*** Opening INFORMATION SHOWN ***

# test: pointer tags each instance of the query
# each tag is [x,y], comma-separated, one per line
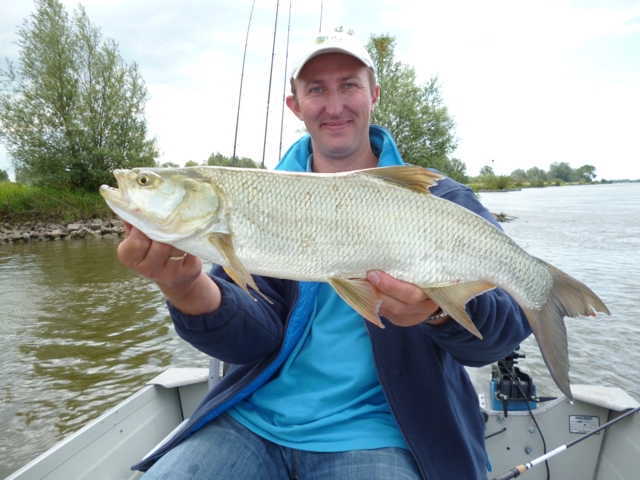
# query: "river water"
[79,332]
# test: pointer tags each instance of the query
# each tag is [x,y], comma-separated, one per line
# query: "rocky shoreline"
[33,231]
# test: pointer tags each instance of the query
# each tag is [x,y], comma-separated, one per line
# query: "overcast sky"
[528,83]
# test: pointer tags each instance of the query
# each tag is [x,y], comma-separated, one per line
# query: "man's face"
[335,101]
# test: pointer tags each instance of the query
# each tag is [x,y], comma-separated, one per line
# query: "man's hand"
[180,277]
[404,304]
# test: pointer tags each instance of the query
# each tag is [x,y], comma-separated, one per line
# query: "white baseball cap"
[330,43]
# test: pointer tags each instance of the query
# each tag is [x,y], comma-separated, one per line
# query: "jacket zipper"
[376,361]
[244,384]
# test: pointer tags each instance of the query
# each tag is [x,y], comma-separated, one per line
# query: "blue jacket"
[421,368]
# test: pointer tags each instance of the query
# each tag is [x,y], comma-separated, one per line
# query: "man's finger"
[402,291]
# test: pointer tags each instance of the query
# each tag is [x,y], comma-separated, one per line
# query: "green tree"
[536,176]
[414,114]
[217,159]
[518,176]
[168,165]
[586,173]
[456,169]
[486,170]
[72,110]
[562,171]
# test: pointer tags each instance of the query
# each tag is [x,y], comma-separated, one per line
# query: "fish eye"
[144,179]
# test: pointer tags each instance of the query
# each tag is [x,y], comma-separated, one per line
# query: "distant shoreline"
[34,231]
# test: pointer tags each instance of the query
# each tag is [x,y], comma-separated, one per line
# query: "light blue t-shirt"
[327,396]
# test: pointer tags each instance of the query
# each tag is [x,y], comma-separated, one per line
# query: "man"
[314,391]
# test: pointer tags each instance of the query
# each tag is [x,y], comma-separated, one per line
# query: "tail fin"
[568,298]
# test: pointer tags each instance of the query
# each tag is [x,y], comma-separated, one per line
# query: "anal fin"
[236,270]
[361,295]
[452,299]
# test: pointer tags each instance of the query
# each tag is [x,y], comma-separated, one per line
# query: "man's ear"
[294,106]
[375,98]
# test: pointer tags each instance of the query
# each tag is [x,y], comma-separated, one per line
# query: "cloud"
[528,83]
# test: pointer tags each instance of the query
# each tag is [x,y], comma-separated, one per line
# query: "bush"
[19,202]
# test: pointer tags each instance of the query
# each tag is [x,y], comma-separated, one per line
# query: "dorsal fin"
[412,177]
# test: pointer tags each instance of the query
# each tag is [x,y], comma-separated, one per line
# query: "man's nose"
[335,104]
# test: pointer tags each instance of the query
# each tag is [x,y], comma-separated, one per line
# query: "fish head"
[166,204]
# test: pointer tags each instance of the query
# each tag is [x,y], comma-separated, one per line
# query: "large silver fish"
[336,227]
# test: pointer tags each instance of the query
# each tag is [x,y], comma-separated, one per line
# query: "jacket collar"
[295,159]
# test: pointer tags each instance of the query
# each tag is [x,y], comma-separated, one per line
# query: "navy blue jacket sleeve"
[496,314]
[244,329]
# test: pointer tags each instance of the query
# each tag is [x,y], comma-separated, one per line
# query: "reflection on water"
[592,233]
[79,333]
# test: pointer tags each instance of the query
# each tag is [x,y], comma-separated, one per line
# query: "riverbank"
[34,231]
[38,231]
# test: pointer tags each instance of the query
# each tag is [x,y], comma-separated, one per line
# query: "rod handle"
[513,473]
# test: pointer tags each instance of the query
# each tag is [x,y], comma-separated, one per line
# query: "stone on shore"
[43,231]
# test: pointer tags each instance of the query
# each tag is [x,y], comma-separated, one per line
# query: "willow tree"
[72,109]
[414,113]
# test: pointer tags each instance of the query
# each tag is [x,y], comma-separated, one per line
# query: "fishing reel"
[511,388]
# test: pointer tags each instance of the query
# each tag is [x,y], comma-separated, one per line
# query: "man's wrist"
[437,318]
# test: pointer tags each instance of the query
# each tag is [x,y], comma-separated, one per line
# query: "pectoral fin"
[452,300]
[412,177]
[236,270]
[361,295]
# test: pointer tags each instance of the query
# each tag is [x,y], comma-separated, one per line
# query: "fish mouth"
[118,197]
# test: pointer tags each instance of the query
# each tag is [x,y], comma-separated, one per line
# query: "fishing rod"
[273,54]
[520,469]
[235,139]
[284,88]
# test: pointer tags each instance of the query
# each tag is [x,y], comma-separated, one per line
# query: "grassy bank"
[20,203]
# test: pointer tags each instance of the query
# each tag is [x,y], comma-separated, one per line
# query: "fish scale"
[337,227]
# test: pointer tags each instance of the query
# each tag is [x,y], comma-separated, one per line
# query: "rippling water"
[79,332]
[591,232]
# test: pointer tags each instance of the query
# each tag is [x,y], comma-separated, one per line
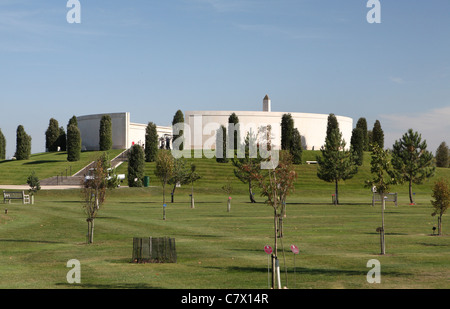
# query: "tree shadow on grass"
[32,241]
[107,286]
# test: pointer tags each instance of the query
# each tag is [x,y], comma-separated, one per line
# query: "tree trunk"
[336,199]
[173,192]
[411,201]
[275,248]
[383,243]
[252,200]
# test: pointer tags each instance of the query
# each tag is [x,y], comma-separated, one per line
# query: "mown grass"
[45,165]
[217,249]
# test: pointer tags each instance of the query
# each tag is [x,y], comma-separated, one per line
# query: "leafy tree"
[362,124]
[276,184]
[384,177]
[378,134]
[94,193]
[442,155]
[163,170]
[23,144]
[105,133]
[73,143]
[336,163]
[441,202]
[296,147]
[51,135]
[2,146]
[411,160]
[178,118]
[221,139]
[151,142]
[136,166]
[357,145]
[287,131]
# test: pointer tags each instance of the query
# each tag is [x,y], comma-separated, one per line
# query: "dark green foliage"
[336,163]
[23,144]
[2,146]
[136,165]
[52,135]
[296,147]
[362,124]
[287,131]
[378,134]
[73,143]
[62,139]
[233,119]
[73,121]
[442,155]
[411,160]
[33,182]
[221,138]
[357,145]
[178,118]
[105,133]
[151,142]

*** Closing INFORMATION SHOWN ***

ABOUT THIS EXERCISE: Restate the records above exactly, less any pictures.

TASK ANSWER:
# test: pointer tags each instance of the query
# each tag is [x,y], comma-separated, one per line
# query: "river water"
[79,332]
# test: pointer tags each instance of the query
# each tag is [x,y], comma-separated, one per line
# query: "rocky shoreline"
[33,231]
# test: pointer tags each instance of the query
# each tag is [x,y], comma-separated, one per line
# query: "overcast sky"
[528,83]
# test: pointer tags each instance of the query
# each tag is [x,y], comma-separated, one per line
# query: "man's face"
[335,101]
# test: pointer tags each instance of the query
# each tag is [x,y], comma-separated, one per line
# query: "man's hand"
[180,277]
[404,304]
# test: pointer tags each instance of the query
# each tag is [x,y], comma-separated, one per line
# query: "white baseball cap"
[330,43]
# test: pointer tags each instance of the query
# each tag is [x,y], comma-separated, one per line
# query: "jacket zipper"
[376,361]
[244,384]
# test: pointer tags each instance of the query
# each tag is [x,y], comma-separated, one per line
# query: "blue jacket"
[421,368]
# test: pointer tags each instance of the query
# each tag is [x,y], comma-separated, one per line
# query: "man's finger"
[402,291]
# test: pointer tags each instance of the query
# each tag is [x,y], comma-separated, one per line
# query: "green tree"
[536,176]
[414,114]
[217,159]
[518,176]
[168,165]
[586,173]
[456,169]
[486,170]
[72,110]
[562,171]
# test: pointer tags each instance of the query
# each tag is [x,y], comma-separated, one per line
# query: "fish eye"
[144,179]
# test: pointer tags each instance of the query
# each tag is [x,y], comma-separated, one per line
# query: "distant shoreline"
[34,231]
# test: pointer tags each instance of the query
# each tag is [x,y], comma-separated, one per line
# query: "light blue t-shirt"
[327,396]
# test: pointer tags each instance of the query
# each tag is [x,y], comma-separated, one per line
# query: "man"
[314,391]
# test: pointer tags each instance of the query
# each tag is [x,y], comma-separated, one per line
# query: "tail fin"
[568,298]
# test: pointer tags each instance of the query
# each tag is [x,y], comma-separated, one per line
# query: "anal fin"
[236,270]
[361,295]
[452,299]
# test: pointer tags each instance of the query
# each tag is [x,y], comma-separated, one per line
# query: "man's ear"
[294,106]
[375,98]
# test: pointer tags each instance of the query
# each tag is [x,y], comma-separated, one per line
# query: "cloud"
[528,83]
# test: pointer tags each instance of the query
# each tag is [x,y], comma-separated, one per line
# query: "bush"
[19,202]
# test: pointer tags each instance of the query
# each tag is [x,y], comma-separated, one per line
# query: "dorsal fin"
[412,177]
# test: pointer tags each instance of the query
# each tag is [x,y], comma-separated, one per line
# query: "man's nose"
[335,104]
# test: pointer tags each instance of the query
# each tag is [x,y], comma-separated, one per line
# query: "fish head"
[166,204]
# test: pointer tags each instance of the query
# each tag is [x,y], comma-separated, one per line
# query: "large silver fish"
[336,227]
# test: pointer tags each instance of the query
# each tag is [x,y], comma-separated, one per line
# query: "jacket collar"
[295,159]
# test: pointer tags each instance of the query
# each tag is [x,y], comma-separated, one per line
# query: "navy blue jacket sleeve"
[496,314]
[244,329]
# test: pointer tags each instance of the query
# each tag is [x,y], comma-separated, one per line
# query: "reflection on water"
[592,233]
[79,333]
# test: pointer tags each instance of the query
# each tag is [x,y], comma-separated, one per line
# query: "riverbank"
[34,231]
[38,231]
# test: pointer tags each instance of the query
# each tag is [x,y], comma-separated, one per line
# query: "rod handle"
[513,473]
# test: pointer tags each instance of the query
# each tag is [x,y], comma-separated, one per line
# query: "stone on shore"
[43,231]
# test: pointer tags each instance of the query
# each tag is [x,y], comma-separated, one per line
# query: "willow tree"
[72,109]
[414,113]
# test: pointer tags each instance of the query
# each tag is [x,y], comma-separated, one per line
# query: "fishing reel"
[511,388]
# test: pointer tags each instance of the query
# each tag is [x,y], comma-separated, one per line
# query: "man's wrist"
[437,318]
# test: pointer tags each instance of the query
# each tag is [x,y], comma-separated, one per line
# query: "pectoral fin"
[452,300]
[412,177]
[236,270]
[361,295]
# test: pointer tags each instance of the query
# each tag is [x,y], comma-separated, one per line
# query: "fish mouth"
[118,197]
# test: pointer tags each instance of the query
# each tag is [x,y], comma-separated, one per line
# query: "fishing rod"
[273,54]
[520,469]
[235,139]
[284,88]
# test: pointer tags each instance of the query
# each tag is [x,y], comma-separated, one per line
# query: "grassy bank"
[20,203]
# test: pointer tags each instance of the query
# each tag is [x,y], comma-separated, one per line
# query: "fish scale"
[337,227]
# test: pointer tags each instance of the query
# each tag is [x,y], comma-separated, one per line
# query: "rippling water"
[79,332]
[591,232]
# test: pointer tags each instance of the query
# each tag is [x,y], comma-separated, one per line
# query: "tree shadow on grass"
[32,241]
[107,286]
# test: pointer tags each instance of the query
# each tag is [x,y], comma-separated, one per line
# query: "tree trunk"
[336,199]
[173,192]
[411,201]
[275,248]
[383,243]
[252,200]
# test: pointer tags each instance of the query
# each tag is [x,y], comma-separated, one per line
# query: "mown grass"
[45,165]
[217,249]
# test: pointer tags each instance of the query
# each tag is [x,y], comma-separated, one per line
# query: "leafy tree"
[362,124]
[276,184]
[384,177]
[378,134]
[94,193]
[442,155]
[163,170]
[23,144]
[105,133]
[73,143]
[336,163]
[441,202]
[296,147]
[51,135]
[2,146]
[411,160]
[178,118]
[221,139]
[151,142]
[136,166]
[357,145]
[287,131]
# test: pointer tags each instance of the query
# each tag is [x,y], comma-separated, one per line
# query: "dark green foliage"
[336,163]
[23,144]
[2,146]
[136,165]
[52,135]
[296,147]
[362,124]
[287,131]
[378,134]
[73,143]
[62,139]
[233,119]
[73,121]
[442,155]
[411,160]
[33,182]
[221,138]
[357,145]
[178,118]
[105,133]
[151,142]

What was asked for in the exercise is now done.